(Stored items from a collection)
★ ★ ★ ★
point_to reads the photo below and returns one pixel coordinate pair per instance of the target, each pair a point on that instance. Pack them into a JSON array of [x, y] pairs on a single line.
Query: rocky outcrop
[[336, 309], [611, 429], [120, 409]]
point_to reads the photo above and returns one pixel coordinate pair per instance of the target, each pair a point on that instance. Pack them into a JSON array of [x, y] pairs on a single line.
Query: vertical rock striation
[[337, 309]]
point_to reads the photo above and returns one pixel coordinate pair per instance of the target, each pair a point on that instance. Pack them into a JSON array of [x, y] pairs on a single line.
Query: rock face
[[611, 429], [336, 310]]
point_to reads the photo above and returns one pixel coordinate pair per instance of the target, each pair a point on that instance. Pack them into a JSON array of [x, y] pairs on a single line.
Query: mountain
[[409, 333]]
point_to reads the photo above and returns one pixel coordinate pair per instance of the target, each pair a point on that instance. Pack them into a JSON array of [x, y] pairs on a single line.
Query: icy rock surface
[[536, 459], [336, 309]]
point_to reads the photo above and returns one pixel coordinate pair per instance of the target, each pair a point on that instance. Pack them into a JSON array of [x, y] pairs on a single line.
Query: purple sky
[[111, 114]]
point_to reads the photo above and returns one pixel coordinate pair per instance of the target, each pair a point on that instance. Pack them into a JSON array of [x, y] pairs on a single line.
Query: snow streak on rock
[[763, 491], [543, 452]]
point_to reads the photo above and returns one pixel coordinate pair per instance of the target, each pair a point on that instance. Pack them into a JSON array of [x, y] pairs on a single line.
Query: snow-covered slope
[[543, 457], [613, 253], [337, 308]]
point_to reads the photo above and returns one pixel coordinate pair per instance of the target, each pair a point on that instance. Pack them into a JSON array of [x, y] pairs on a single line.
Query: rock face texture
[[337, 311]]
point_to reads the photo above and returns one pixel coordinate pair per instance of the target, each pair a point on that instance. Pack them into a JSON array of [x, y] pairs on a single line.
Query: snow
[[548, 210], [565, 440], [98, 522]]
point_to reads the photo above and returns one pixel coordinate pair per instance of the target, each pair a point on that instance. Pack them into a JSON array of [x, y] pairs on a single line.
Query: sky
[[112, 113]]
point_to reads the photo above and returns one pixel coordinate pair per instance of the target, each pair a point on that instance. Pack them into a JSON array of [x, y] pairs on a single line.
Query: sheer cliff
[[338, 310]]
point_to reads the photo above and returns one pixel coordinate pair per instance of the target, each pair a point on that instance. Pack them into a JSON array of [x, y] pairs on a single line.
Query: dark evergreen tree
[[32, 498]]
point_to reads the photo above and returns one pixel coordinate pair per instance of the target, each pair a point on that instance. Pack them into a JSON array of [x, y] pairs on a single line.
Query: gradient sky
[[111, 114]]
★ ★ ★ ★
→ DIRECTIONS:
Reproduce all of the material above verbatim, line for line.

→ SOLUTION:
point_to reads the photo below and returns one pixel coordinate pair per instance of the target, each pair a point on that instance. Pack them into a JSON array of [x, y] pairs on a single line.
Query: rocky outcrop
[[336, 309], [611, 429], [120, 409]]
point_to reads the photo above and returns one pixel coordinate pair per instance of the target, each pair a point on that instance. Pack them into a JSON array of [x, y] pairs on a single line.
Query: vertical rock striation
[[337, 309]]
point_to reads the photo above and returns one pixel coordinate pair per instance of the target, each pair a point on that instance. Pack them into a JSON array of [x, y] pairs on a single line.
Query: rock face
[[611, 429], [336, 310]]
point_to reads the photo above and returns one pixel coordinate pair per instance of the target, each pair a point on that instance. Pack them into a JSON array of [x, y] pairs on a single line.
Query: mountain
[[409, 333]]
point_to reads the photo above and returns one pixel coordinate pair per instance of the target, each pair a point on that instance. Pack them into a JSON array of [x, y] pairs on a single line.
Query: icy rock surface
[[536, 459], [336, 309]]
point_to reads the photo above and returns one pixel coordinate pair per instance of the target, each pair a point on that instance. Pack them into a JSON array of [x, y] pairs on a single line.
Query: purple sky
[[111, 114]]
point_to reads the photo above and returns one pixel coordinate pair per instance of the target, each pair a point on that instance. Pack them into a JSON array of [x, y] pairs on a single line.
Query: snow streak on rock
[[763, 491], [543, 452]]
point_to reads the photo above and returns one pixel coordinate pair per instance of the target, each pair a point on that instance. Pack them into a JSON array of [x, y] pairs on a single line.
Query: snow-covered slope
[[543, 457], [613, 253], [337, 308]]
point_to reads the photo above and returns one pixel coordinate pair per instance of the target, each pair a point on that instance. Pack them into a JSON array of [x, y] pairs on a single line.
Query: rock face texture
[[337, 311]]
point_to reads the photo above and returns one pixel coordinate pair per instance of the target, each pair a point on that instance. Pack them into a JSON array of [x, y] pairs on a single line.
Query: snow
[[548, 210], [565, 440], [98, 522]]
point_to reads the photo above and returns one pixel coordinate pair per instance of the target, each pair a point on that instance. Pack them into a JSON array of [x, y] pairs on a single line.
Query: sky
[[112, 113]]
point_to reads the photo above and returns one pixel coordinate pair per instance of the target, each pair a point on that instance. Pack them into a JSON array of [x, y] pairs on a single line.
Query: sheer cliff
[[338, 310]]
point_to reads the photo above and returns one pixel coordinate pair per instance of the target, each pair a point on that instance. Pack them into a JSON array of [x, y] pairs on a single line.
Query: dark evergreen tree
[[32, 498]]
point_to reads the photo above and returns one pixel coordinate pair per instance of the target, each pair a point on that instance. Pack them into a JSON array of [x, y] pairs on a single line.
Query: gradient sky
[[111, 114]]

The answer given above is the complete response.